---------- Supplied material
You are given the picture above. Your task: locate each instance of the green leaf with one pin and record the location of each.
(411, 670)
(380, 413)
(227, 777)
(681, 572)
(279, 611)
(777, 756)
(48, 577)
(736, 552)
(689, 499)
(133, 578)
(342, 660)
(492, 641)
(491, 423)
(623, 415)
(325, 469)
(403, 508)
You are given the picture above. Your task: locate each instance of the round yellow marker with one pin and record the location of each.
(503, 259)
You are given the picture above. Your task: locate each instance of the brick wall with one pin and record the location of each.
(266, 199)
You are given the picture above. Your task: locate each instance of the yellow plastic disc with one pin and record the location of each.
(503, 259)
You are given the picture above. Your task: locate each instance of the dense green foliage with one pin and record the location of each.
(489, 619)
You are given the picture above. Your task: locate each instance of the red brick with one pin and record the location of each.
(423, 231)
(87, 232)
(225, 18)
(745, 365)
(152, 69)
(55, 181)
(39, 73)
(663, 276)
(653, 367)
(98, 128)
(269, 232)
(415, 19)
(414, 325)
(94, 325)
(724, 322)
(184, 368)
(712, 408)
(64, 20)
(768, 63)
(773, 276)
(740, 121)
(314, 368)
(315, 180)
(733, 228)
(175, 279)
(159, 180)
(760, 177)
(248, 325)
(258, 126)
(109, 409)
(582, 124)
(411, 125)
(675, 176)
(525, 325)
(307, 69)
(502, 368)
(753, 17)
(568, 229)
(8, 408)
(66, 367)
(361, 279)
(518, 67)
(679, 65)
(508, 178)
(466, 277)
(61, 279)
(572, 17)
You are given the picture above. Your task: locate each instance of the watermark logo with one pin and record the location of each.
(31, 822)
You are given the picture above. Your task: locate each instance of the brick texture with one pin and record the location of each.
--------------------
---------- Supplied material
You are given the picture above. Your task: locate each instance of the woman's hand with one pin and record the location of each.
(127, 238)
--------------------
---------- Supplied material
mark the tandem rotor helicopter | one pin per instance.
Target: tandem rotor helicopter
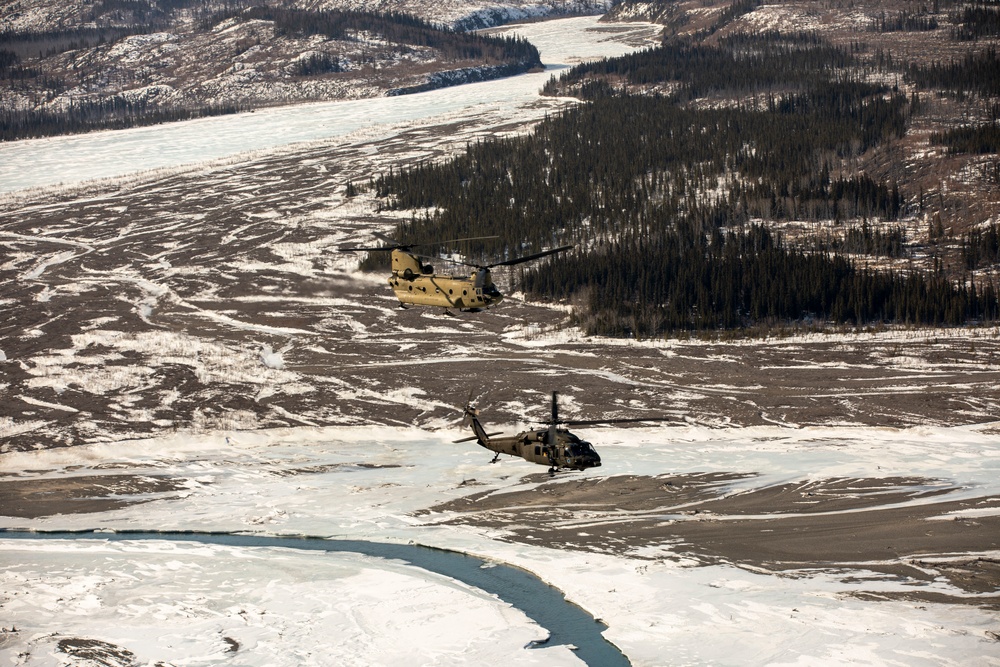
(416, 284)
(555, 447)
--------------------
- Job -
Pull out each line in the data above that contains the word "green", matching case exactly.

- Task result -
You are given the picture above. Your task: locate each instance of the green leaf with one pin and record the location of each.
You are given the picture above. Your task: locate each instance of the dense green foliage with one pin and record the location of each.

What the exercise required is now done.